Task objective –
Repeat everything from the line containing "of the stack" down to the end of the rows, reproducing each line verbatim.

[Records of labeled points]
════════════════════

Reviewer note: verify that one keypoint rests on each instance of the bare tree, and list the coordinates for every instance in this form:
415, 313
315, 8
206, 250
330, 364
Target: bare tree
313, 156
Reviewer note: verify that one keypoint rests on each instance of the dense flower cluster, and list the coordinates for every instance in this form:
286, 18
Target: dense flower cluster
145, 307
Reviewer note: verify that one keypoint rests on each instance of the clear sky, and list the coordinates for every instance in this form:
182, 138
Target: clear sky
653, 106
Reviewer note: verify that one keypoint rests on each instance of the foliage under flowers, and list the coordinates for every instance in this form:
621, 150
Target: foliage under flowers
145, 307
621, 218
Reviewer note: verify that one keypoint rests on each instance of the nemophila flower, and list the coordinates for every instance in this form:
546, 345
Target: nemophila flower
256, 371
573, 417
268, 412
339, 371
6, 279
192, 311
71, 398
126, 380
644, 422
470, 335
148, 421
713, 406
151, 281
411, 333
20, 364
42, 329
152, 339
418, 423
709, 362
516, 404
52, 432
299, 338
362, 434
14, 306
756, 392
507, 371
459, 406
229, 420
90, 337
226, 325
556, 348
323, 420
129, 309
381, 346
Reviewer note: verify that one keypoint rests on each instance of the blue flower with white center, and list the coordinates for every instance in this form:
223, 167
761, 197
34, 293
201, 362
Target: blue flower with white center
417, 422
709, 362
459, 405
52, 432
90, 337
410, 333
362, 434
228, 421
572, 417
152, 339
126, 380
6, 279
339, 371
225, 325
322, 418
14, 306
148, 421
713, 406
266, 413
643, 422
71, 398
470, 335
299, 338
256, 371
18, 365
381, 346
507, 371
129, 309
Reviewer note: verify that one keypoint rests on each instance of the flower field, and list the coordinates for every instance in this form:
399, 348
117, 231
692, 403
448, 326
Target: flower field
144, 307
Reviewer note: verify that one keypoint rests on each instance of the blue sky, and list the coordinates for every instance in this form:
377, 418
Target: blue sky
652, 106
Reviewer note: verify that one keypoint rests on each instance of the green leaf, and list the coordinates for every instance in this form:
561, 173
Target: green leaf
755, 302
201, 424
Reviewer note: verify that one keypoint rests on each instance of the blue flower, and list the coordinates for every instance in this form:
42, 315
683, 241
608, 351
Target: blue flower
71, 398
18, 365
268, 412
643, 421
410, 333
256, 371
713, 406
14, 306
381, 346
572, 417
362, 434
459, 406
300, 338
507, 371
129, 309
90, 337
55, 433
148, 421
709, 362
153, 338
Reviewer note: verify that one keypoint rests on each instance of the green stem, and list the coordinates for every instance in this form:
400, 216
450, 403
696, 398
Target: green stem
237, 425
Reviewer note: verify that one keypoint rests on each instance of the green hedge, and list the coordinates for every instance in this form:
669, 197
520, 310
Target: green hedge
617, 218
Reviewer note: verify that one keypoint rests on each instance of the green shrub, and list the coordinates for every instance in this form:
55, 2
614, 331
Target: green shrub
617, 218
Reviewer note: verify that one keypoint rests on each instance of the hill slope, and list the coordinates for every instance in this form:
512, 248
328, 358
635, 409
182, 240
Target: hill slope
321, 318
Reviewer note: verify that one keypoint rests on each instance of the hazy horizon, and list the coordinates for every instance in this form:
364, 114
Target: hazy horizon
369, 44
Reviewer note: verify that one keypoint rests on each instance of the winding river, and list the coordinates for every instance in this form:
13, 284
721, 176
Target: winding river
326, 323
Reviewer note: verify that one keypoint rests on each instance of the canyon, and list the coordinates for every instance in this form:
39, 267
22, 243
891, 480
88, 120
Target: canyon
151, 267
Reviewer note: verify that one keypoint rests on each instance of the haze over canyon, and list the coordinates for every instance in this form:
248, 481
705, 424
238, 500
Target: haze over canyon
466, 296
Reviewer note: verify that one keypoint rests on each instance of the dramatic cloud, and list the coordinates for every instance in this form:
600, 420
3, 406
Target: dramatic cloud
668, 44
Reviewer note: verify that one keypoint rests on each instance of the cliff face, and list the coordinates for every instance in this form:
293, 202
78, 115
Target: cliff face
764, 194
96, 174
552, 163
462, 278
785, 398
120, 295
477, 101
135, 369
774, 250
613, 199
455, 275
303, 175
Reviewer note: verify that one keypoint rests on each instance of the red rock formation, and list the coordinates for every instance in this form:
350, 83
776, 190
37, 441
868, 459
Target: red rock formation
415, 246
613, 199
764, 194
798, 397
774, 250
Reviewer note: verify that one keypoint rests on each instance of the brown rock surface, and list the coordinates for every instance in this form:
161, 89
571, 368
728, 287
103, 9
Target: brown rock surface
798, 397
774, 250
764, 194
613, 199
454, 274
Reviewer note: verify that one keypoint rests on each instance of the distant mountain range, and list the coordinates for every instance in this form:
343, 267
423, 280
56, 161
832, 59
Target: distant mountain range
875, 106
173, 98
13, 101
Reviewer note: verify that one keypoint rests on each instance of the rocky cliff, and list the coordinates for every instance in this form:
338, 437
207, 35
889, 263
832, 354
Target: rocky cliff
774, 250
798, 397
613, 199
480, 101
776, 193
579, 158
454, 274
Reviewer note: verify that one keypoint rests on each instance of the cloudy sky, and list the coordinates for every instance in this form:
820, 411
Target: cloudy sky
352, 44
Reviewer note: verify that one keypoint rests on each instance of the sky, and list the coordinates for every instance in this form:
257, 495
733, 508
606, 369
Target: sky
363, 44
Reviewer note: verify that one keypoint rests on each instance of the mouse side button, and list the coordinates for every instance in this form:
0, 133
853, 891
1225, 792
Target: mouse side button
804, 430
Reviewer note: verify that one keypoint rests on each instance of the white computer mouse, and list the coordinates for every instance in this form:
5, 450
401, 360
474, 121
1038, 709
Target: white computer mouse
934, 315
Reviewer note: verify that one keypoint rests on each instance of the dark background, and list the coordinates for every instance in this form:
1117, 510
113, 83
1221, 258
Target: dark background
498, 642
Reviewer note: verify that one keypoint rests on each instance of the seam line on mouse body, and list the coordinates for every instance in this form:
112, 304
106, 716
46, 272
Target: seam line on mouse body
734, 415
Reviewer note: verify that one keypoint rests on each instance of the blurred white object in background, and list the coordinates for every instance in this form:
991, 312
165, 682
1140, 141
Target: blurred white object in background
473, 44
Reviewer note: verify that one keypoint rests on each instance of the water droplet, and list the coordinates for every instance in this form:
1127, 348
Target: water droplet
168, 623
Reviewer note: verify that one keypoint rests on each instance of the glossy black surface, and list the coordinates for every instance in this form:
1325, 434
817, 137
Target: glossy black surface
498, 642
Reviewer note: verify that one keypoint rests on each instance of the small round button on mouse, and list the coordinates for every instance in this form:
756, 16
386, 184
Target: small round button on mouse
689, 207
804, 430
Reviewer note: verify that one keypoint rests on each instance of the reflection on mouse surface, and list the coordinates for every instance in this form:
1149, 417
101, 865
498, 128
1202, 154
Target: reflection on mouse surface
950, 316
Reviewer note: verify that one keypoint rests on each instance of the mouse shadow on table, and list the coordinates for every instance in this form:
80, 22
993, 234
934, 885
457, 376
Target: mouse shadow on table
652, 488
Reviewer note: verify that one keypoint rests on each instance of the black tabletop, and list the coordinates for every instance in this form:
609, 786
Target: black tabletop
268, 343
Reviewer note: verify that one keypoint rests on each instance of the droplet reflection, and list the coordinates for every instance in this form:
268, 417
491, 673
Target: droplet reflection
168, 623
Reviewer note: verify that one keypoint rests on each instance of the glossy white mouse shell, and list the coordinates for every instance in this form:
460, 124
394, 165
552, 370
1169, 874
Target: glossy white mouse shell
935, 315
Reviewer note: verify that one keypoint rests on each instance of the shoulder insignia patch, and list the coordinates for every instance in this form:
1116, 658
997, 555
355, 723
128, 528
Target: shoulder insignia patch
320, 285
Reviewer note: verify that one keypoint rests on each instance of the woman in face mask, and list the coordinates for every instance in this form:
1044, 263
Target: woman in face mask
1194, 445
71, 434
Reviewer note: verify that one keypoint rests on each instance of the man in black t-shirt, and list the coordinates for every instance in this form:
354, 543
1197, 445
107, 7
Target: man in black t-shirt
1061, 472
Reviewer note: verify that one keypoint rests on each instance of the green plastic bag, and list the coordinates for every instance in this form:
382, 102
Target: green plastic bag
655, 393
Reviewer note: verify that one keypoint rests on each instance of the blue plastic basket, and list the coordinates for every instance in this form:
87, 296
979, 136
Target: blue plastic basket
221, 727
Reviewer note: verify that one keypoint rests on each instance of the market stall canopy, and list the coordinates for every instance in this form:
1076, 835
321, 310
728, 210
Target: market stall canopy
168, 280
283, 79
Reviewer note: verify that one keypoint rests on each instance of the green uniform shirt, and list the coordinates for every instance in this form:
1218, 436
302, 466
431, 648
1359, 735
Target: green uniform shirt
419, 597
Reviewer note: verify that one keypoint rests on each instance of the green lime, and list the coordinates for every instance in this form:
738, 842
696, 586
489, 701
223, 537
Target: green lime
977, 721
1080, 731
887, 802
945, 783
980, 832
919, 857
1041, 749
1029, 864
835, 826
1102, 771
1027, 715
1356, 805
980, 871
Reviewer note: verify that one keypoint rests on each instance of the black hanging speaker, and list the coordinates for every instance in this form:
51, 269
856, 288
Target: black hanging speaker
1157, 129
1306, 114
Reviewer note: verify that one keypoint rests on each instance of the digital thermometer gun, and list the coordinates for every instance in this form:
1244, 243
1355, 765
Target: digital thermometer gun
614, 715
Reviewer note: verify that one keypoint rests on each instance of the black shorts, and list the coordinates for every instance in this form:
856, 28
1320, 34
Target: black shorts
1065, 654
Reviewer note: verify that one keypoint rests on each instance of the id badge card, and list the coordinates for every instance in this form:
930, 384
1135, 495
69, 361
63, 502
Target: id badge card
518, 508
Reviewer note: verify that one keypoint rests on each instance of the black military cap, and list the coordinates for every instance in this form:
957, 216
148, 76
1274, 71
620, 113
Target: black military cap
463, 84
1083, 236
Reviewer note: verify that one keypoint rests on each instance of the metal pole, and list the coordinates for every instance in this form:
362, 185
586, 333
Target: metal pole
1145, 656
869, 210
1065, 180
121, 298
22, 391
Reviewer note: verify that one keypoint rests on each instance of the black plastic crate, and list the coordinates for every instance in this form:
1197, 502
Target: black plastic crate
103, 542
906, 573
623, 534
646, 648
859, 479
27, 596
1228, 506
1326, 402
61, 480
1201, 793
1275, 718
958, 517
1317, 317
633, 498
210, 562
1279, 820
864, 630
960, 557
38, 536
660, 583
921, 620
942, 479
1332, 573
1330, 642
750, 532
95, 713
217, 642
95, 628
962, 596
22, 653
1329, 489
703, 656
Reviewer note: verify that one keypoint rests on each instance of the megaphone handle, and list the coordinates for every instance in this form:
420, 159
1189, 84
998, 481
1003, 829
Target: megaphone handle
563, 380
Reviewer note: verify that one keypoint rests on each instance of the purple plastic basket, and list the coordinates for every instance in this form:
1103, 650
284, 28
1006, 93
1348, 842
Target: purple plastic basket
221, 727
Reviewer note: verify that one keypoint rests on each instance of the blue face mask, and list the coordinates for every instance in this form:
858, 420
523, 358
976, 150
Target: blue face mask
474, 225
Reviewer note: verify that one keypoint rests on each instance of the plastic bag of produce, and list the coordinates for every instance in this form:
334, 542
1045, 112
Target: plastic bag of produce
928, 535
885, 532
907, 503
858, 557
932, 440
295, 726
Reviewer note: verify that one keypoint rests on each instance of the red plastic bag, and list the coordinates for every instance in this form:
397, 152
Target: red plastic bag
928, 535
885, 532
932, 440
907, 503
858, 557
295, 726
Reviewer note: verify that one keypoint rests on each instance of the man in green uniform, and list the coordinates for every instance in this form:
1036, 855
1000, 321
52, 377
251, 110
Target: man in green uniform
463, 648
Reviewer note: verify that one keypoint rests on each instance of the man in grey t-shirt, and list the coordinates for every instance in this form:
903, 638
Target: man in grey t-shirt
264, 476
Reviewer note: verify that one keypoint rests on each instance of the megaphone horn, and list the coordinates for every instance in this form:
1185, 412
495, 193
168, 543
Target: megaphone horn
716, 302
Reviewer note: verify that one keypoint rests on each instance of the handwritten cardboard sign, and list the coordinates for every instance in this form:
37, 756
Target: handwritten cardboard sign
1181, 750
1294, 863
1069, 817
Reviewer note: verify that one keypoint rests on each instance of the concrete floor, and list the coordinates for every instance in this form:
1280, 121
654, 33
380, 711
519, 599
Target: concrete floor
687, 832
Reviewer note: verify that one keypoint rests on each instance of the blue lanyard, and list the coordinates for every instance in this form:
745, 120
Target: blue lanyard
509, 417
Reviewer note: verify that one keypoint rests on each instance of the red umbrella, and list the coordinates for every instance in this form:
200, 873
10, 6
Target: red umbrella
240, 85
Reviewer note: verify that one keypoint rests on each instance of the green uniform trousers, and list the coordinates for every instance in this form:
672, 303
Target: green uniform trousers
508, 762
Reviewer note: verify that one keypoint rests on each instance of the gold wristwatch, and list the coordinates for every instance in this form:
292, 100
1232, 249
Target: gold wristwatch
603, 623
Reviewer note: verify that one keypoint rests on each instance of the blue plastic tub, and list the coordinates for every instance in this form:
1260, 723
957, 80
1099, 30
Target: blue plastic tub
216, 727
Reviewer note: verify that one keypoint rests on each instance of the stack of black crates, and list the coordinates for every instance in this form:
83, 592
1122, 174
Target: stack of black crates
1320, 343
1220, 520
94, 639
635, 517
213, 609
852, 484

════════════════════

Exercise answer –
Reviewer note: verify that one keypoint rests on each instance of the stack of black crates, and list the coordinates for every instance in this form:
83, 592
1122, 174
Target: stack of black crates
1320, 343
1220, 520
94, 639
635, 517
213, 609
852, 484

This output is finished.